Could you copy the data that follows exactly as written, but drop the pictures?
(Records provided)
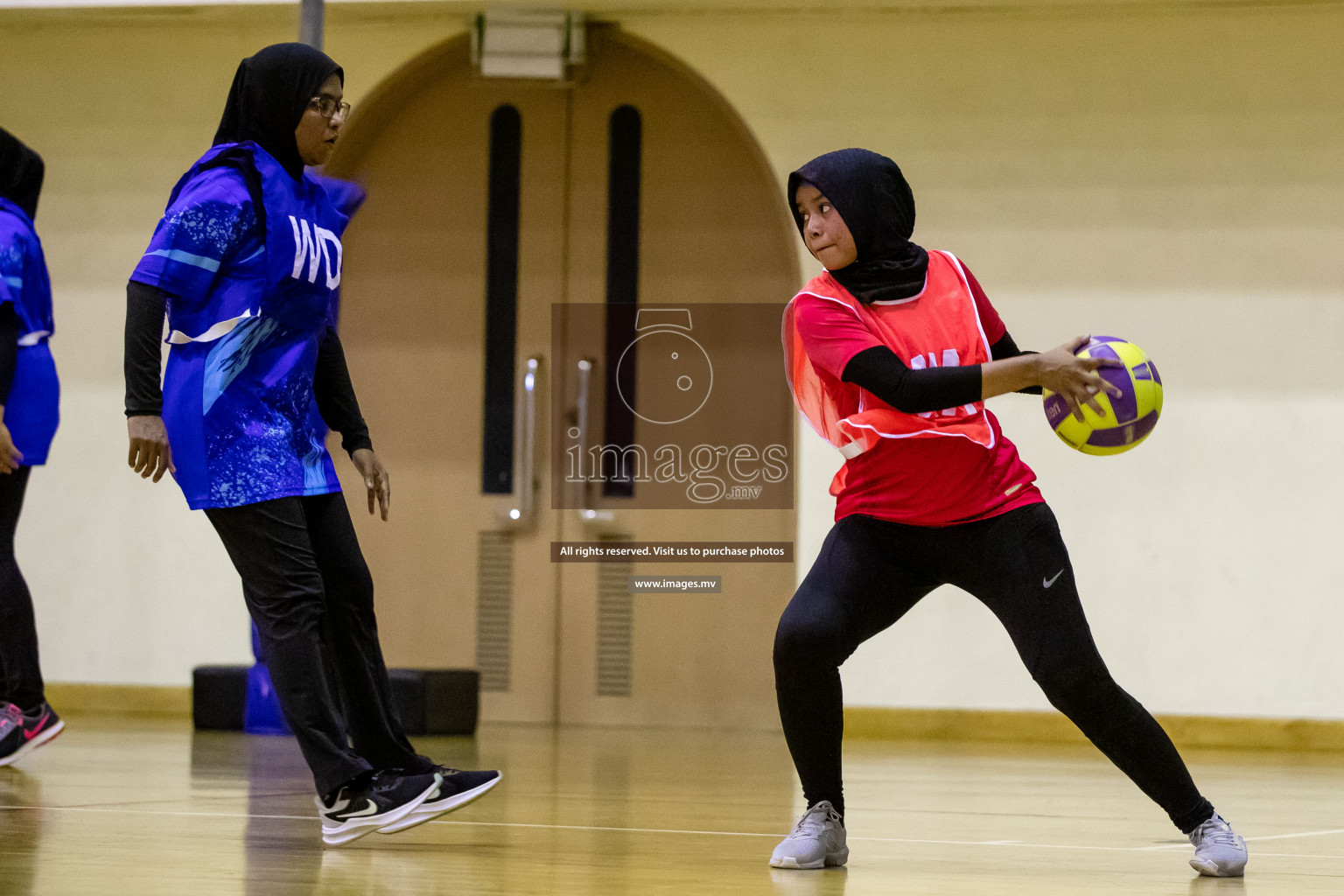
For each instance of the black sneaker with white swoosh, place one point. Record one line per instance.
(456, 790)
(363, 808)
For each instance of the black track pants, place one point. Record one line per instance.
(311, 595)
(20, 676)
(872, 572)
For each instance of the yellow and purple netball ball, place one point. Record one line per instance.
(1130, 416)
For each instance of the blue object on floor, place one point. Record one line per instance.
(261, 708)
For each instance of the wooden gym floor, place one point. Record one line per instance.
(150, 808)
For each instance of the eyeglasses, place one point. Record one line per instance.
(327, 108)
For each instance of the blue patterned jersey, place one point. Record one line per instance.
(248, 306)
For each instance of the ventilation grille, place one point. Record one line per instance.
(494, 609)
(614, 629)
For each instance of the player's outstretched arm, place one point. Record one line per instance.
(1058, 369)
(150, 454)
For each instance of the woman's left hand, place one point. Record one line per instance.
(10, 456)
(375, 480)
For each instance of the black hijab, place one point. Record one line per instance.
(20, 173)
(872, 196)
(269, 95)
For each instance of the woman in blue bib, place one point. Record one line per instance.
(29, 416)
(246, 261)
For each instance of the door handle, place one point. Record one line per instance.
(598, 520)
(524, 466)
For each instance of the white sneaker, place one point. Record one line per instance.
(816, 841)
(1218, 850)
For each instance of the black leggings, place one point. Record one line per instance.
(872, 572)
(20, 676)
(311, 595)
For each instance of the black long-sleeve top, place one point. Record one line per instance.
(335, 394)
(8, 348)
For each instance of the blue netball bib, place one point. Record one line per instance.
(32, 410)
(252, 261)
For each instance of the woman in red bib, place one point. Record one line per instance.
(892, 354)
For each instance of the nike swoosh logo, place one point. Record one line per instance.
(37, 728)
(371, 808)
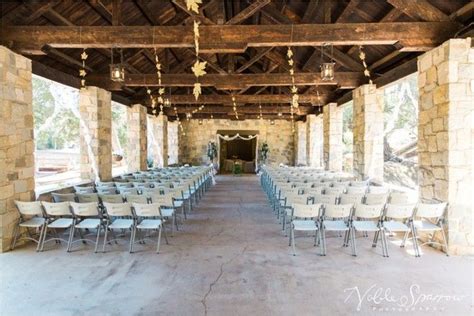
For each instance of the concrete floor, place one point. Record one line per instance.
(231, 258)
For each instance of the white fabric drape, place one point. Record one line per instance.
(226, 137)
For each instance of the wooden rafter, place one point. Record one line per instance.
(231, 81)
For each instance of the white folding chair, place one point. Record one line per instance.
(305, 218)
(126, 191)
(111, 198)
(351, 198)
(375, 199)
(149, 217)
(106, 190)
(399, 218)
(167, 208)
(136, 198)
(399, 198)
(31, 216)
(334, 190)
(356, 190)
(121, 185)
(87, 198)
(84, 190)
(367, 218)
(430, 218)
(86, 216)
(58, 216)
(378, 189)
(119, 216)
(325, 198)
(337, 218)
(63, 197)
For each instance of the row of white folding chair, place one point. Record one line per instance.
(86, 216)
(406, 218)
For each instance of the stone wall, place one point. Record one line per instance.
(137, 150)
(368, 132)
(96, 134)
(314, 141)
(300, 143)
(446, 136)
(193, 145)
(16, 140)
(332, 119)
(173, 143)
(End Records provided)
**Reply to the task:**
For each instance of the black sneaker with white swoosh, place one point. Record one line per instance.
(456, 790)
(363, 808)
For each instance of the black track pants, place one point. Record one line per instance.
(311, 595)
(20, 676)
(872, 572)
For each instance of the yellow and purple netball ball, place one point. Record one line per instance.
(1130, 416)
For each instance of the blue object on floor, place one point. Record one line per instance.
(261, 708)
For each instance of the wooden gym floor, place one point. Record one line per instance.
(150, 808)
For each instance of the eyeglasses, place one point. Record one line per instance.
(327, 108)
For each instance of the blue patterned jersey, place one point. Record one line per instance.
(248, 306)
For each instance of the ventilation grille, place one point. Record one line per instance.
(494, 609)
(614, 629)
For each instance of the player's outstretched arm, place one point. Record one line per instance.
(1058, 369)
(150, 454)
For each instance of the woman's left hand, place one point. Record one line per instance.
(10, 456)
(375, 480)
For each instance of the black hijab, place one point. Record one line per instance.
(20, 173)
(872, 196)
(269, 95)
For each instance of the woman in blue bib, place one point. Record one line per instance.
(29, 416)
(246, 261)
For each instance of the door handle, place one point. Record one line per instance.
(598, 520)
(524, 466)
For each instance of the white sneaker, place one point. Record one line per instance.
(816, 841)
(1218, 850)
For each instance of the black leggings, place one point. Record one line per instance.
(872, 572)
(20, 676)
(311, 595)
For each instance of the black long-sleeve top, place one point. Record one line per instance.
(335, 394)
(8, 348)
For each instance of the blue netball bib, place one point. Record one line per instance.
(32, 410)
(252, 261)
For each instance of the woman in red bib, place one point. Record one line per instance.
(892, 354)
For each instance of the nike swoosh logo, place one point. Record one line per instance.
(37, 728)
(371, 808)
For each instance of the concrete floor, place one point. Record one line per instance.
(231, 258)
For each instance of the white fabric drape, place one point. Record one line per instance.
(226, 137)
For each instance of the wooden rafter, place one point. Record one line per instance.
(231, 81)
For each instance of the white folding chair, place one point. Record one line per instance.
(305, 218)
(126, 191)
(111, 198)
(351, 198)
(375, 199)
(149, 217)
(106, 190)
(399, 218)
(167, 208)
(136, 198)
(399, 198)
(31, 216)
(334, 190)
(356, 190)
(121, 185)
(87, 198)
(84, 190)
(367, 218)
(430, 218)
(86, 216)
(58, 216)
(378, 189)
(119, 216)
(325, 198)
(337, 218)
(63, 197)
For each instance of the row of white folding chair, place one point. Record one line per instance.
(86, 216)
(406, 218)
For each instance of the stone wall, place one point. Record one line per instance.
(137, 150)
(368, 132)
(96, 134)
(314, 141)
(300, 143)
(446, 136)
(193, 145)
(16, 140)
(332, 119)
(173, 143)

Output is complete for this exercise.